_Source text_
_ _ _ _ _
It’s difficult to believe but in most categories, Ottawa’s 2021 offence was worse than 2019’s run-by-committee/Joe Paopao directed offence.

Some will say it’s not fair to lay all the offensive struggles at the play-callers’ feet, but it was LaPolice’s decision to start Nichols when he clearly should not have been on the field. It was his decision to continue starting Flanders at running back until injuries forced his hand.

He was the one who repeatedly got away from the run game — even in terrible weather — when Evans was being baptized by fire. He was the one who kept calling long developing pass plays and reverses even though the team was starting a new group of offensive lineman every single game.

He was the one who chose to hand short yardage duties over to Delvin “Duck” Hodges when he clearly wasn’t ready. He later started Duck before the team’s final bye week, which could have provided him further valuable prep time, yet sat him in the season finale.

Obviously, the players need to execute — they’re the ones out on the field after all — but it’s hard to overstate just how badly LaPolice failed to recognize and adjust to the deficiencies on his roster.

Lastly, in 2022, LaPolice must be more aggressive. Too often throughout the season he demonstrated an unwillingness to be aggressive even when games were nearly out of reach. Part of the reason the team’s walk-off win in their last game of season was shocking is because the decision to go for two — and the win — was not consistent with how LaPolice had acted all year.

Coaching staff distractions

Whether it was receivers coach Alex Suber leaving the team to work from home for being unvaccinated or running backs coach Charles Eger being let go for insensitive comments towards the team’s francophone players, LaPolice’s coaching staff too often found itself in the news for non-football reasons.

Now it’s not impossible to teach via Zoom, teachers around the world have been doing it from long stretches during the pandemic, and perhaps the problems between Francophone players and Eger only flared up late in the season, but both situations were far from ideal and could not have been great for player morale at those positional groups.

A rotating cast on the offensive line

As a result of retirements, injuries and poor play, Ottawa pulled off the stunning feat of starting a different group of offensive lineman every single week. 14 combinations through 14 games was a backbreaker at a position so dependant on building familiarity and continuity.
_ _ _ _ _
_Information given_
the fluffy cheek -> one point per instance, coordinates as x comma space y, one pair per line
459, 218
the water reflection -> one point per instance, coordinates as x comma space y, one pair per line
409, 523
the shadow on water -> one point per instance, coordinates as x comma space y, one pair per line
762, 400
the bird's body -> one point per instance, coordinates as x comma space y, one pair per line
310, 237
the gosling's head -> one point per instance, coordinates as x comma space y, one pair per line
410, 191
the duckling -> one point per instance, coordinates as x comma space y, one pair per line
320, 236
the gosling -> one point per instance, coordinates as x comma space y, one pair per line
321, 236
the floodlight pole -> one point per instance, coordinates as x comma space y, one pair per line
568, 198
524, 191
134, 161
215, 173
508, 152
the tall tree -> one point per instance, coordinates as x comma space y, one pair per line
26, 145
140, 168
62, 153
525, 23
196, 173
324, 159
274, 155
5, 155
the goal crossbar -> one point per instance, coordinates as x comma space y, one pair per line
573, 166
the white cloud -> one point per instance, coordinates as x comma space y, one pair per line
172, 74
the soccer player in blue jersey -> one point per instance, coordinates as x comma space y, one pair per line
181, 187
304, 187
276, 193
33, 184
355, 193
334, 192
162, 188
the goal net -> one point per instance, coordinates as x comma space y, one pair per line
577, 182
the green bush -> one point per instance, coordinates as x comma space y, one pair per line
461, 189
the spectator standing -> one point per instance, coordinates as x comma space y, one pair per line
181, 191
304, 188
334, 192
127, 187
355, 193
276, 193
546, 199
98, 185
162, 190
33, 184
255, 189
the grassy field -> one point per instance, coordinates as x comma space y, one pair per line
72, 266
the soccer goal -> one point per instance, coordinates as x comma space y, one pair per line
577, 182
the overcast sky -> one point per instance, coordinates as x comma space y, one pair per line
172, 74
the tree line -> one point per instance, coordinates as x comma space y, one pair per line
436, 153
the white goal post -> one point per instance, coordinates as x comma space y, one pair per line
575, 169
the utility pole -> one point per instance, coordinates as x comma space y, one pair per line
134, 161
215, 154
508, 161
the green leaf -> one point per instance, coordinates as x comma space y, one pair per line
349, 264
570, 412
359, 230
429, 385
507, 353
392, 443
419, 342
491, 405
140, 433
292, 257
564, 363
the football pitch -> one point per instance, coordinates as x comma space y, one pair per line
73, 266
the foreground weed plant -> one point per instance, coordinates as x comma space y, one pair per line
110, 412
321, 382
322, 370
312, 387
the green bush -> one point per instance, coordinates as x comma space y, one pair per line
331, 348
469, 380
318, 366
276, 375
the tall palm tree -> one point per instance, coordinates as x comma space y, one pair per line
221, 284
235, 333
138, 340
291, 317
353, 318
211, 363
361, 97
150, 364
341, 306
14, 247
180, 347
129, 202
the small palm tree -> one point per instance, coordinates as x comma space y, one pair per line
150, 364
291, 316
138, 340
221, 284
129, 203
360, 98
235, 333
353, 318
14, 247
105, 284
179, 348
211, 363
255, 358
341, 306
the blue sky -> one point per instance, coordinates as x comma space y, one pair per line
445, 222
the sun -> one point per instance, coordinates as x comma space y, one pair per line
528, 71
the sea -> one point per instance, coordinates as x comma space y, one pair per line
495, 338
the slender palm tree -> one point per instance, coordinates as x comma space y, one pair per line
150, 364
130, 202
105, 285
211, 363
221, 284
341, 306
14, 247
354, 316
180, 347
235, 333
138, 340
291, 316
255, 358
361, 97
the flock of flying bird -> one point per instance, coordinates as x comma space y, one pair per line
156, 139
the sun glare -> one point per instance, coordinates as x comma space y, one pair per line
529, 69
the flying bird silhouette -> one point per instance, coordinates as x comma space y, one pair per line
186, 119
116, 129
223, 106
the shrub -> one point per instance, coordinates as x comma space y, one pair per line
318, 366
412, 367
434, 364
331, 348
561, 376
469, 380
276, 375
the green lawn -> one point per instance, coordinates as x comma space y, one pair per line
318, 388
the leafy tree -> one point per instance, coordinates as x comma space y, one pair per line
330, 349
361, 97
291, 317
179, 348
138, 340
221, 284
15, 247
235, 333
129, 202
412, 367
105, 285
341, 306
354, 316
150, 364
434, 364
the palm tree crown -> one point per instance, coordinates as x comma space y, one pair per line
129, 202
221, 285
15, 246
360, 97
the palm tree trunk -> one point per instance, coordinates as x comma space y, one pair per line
_ _ _ _ _
_Tasks and exercises_
1. Name every person mentioned in the piece on Ottawa's 2021 offense above the rows.
2. Write the next part of the piece on Ottawa's 2021 offense, continuing from its last sentence.

_Answers to the exercise_
1. Joe Paopao, LaPolice, Nichols, Flanders, Evans, Delvin "Duck" Hodges, Alex Suber, Charles Eger

2.
Mark Korte did a valiant job transitioning from left tackle to centre during training camp and then playing wherever injuries forced him to shuffle. Losing veteran Nolan MacMillan was a blow an already thin group could ill afford.

Ten different offensive linemen made their CFL debuts for the Redblacks this season. Some, like Jakub Szott and Ketel Asse showed signs of growth. Others will struggle to find work in the league again.

On top of so many young players cutting their teeth, too often it seemed like the game-planning and play-calling ignored the youth of the group. There are ways to mask issues with a weak position group. For the offensive line it involves leaning on the run game and not having the quarterback frequently pass on seven step drops. Ottawa’s coaching staff rarely did the former and often did the latter — it just didn’t make sense.

Ultimately, good football teams have good offensive lines, that’s why it was no surprise Ottawa was not a good team in 2021.

Injuries

Like the retirements, these cannot be a crutch to excuse losses, but it would be folly to overlook how much talent spent long portions of the season on the sidelines.

Justin Howell, Nigel Romick, Brendan Gillanders, Abdul Kanneh, Jordan Smallwood, Sherrod Baltimore, Dan Basambombo, Stansly Maponga Sr., Frankie Griffin, Louis-Philippe Bourassa, Frank Beltre, Na’Ty Rodgers, Tyler Catalina, Ese Mrabure, Dominique Davis, Matt Nichols, Ervin Philips, Brad Muhammad, Nolan MacMillan, Taryn Christion, Justin Davis, Jamar McGloster, Antoine Pruneau, Anthony Gosselin and Chris Ferguson all spent multiple weeks on the six-game injured list.

Replacing that production fell mainly on the shoulders of first year players. The experience gained through their growing pains will pay off should they make the roster in 2022.